Existe na região de Leiria, a meio caminho entre Lisboa e o Porto, um monumento fora do comum : o Mosteiro de Alcobaça. Todos os anos, o mosteiro património da Humanidade segundo a UNESCO é visitado por 250.000 pessoas.
Igreja da Real Abadia de Santa Maria de Alcobaça
Foi o primeiro edifício de estilo inteiramente gótico a ter sido construído em Portugal. O mosteiro é obra dos monges da ordem de Cister, que começaram a sua construção em 1178, o que é relativamente pouco tempo depois da fundação da nação em 1143. Naquele momento, a Reconquista da península ibérica aos Mouros ainda estava longe de ter acabado. O primeiro rei de Portugal, Dom Afonso Henriques tinha estabelecido o mosteiro em 1148. Em 1152, o mosteiro provisório entrou em funções, e iria dar lugar ao magnifico monumento que podemos ver hoje. Os monges tiveram um papel social de primeiro plano: criaram a primeira igreja publica em 1169.
A poderosa ordem de Cister tinha-se instalada em Portugal em 1144, e foi rapidamente a ordem mais poderosa do país e da Europa. A construção da igreja da abadia actual iniciou-se em 1178, e foi consagrada em 1253.
O Mosteiro de Alcobaça contribuiu em muito para o poder da Ordem, e reflecte os princípios dos cistercienses, que se reclamam dos Beneditinos: ascetismo e rigor litúrgico, com o trabalho como valor cardinal. A simplicidade e a humildade são características que deviam serem os únicos adornos da igreja, sem artifícios inúteis à vida monástica.

[Entradas de anotação de coordenadas]

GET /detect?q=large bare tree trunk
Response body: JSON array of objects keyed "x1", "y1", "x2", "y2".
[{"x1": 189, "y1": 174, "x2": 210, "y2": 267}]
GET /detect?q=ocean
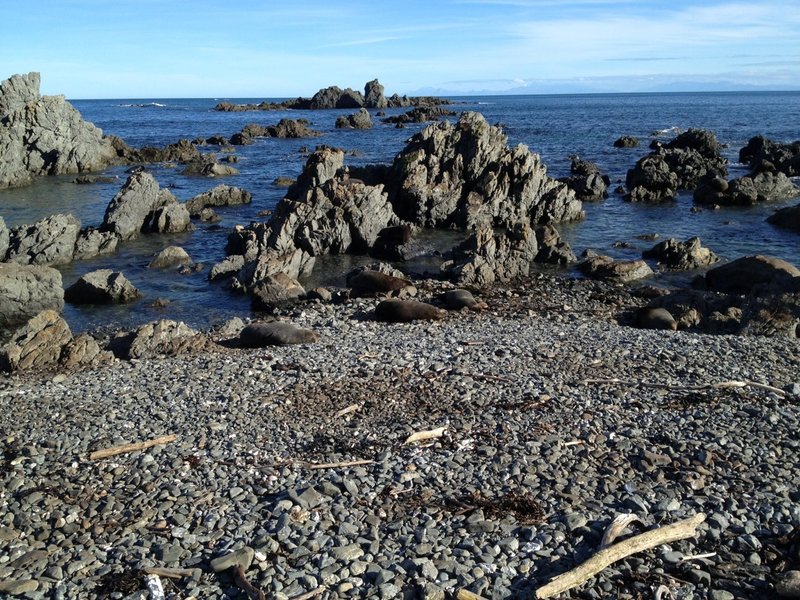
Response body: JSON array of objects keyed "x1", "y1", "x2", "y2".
[{"x1": 0, "y1": 92, "x2": 800, "y2": 332}]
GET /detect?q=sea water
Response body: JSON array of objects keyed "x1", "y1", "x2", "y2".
[{"x1": 0, "y1": 92, "x2": 800, "y2": 331}]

_Requisitos das tarefas_
1. Reproduza integralmente, sem qualquer alteração, o texto sobre o Mosteiro de Alcobaça.
2. Apresente todas as linhas de anotação de coordenadas sob a forma de uma lista JSON de cadeias de caracteres, com uma cadeia por linha e sem as linhas em branco. Não inclua as imagens na resposta.
O texto e as linhas de anotação têm origens distintas.

_Resultados por tarefa_
1.
Existe na região de Leiria, a meio caminho entre Lisboa e o Porto, um monumento fora do comum : o Mosteiro de Alcobaça. Todos os anos, o mosteiro património da Humanidade segundo a UNESCO é visitado por 250.000 pessoas.
Igreja da Real Abadia de Santa Maria de Alcobaça
Foi o primeiro edifício de estilo inteiramente gótico a ter sido construído em Portugal. O mosteiro é obra dos monges da ordem de Cister, que começaram a sua construção em 1178, o que é relativamente pouco tempo depois da fundação da nação em 1143. Naquele momento, a Reconquista da península ibérica aos Mouros ainda estava longe de ter acabado. O primeiro rei de Portugal, Dom Afonso Henriques tinha estabelecido o mosteiro em 1148. Em 1152, o mosteiro provisório entrou em funções, e iria dar lugar ao magnifico monumento que podemos ver hoje. Os monges tiveram um papel social de primeiro plano: criaram a primeira igreja publica em 1169.
A poderosa ordem de Cister tinha-se instalada em Portugal em 1144, e foi rapidamente a ordem mais poderosa do país e da Europa. A construção da igreja da abadia actual iniciou-se em 1178, e foi consagrada em 1253.
O Mosteiro de Alcobaça contribuiu em muito para o poder da Ordem, e reflecte os princípios dos cistercienses, que se reclamam dos Beneditinos: ascetismo e rigor litúrgico, com o trabalho como valor cardinal. A simplicidade e a humildade são características que deviam serem os únicos adornos da igreja, sem artifícios inúteis à vida monástica.

2.
[
  "GET /detect?q=large bare tree trunk",
  "Response body: JSON array of objects keyed \"x1\", \"y1\", \"x2\", \"y2\".",
  "[{\"x1\": 189, \"y1\": 174, \"x2\": 210, \"y2\": 267}]",
  "GET /detect?q=ocean",
  "Response body: JSON array of objects keyed \"x1\", \"y1\", \"x2\", \"y2\".",
  "[{\"x1\": 0, \"y1\": 92, \"x2\": 800, \"y2\": 332}]",
  "GET /detect?q=sea water",
  "Response body: JSON array of objects keyed \"x1\", \"y1\", \"x2\", \"y2\".",
  "[{\"x1\": 0, \"y1\": 92, \"x2\": 800, \"y2\": 331}]"
]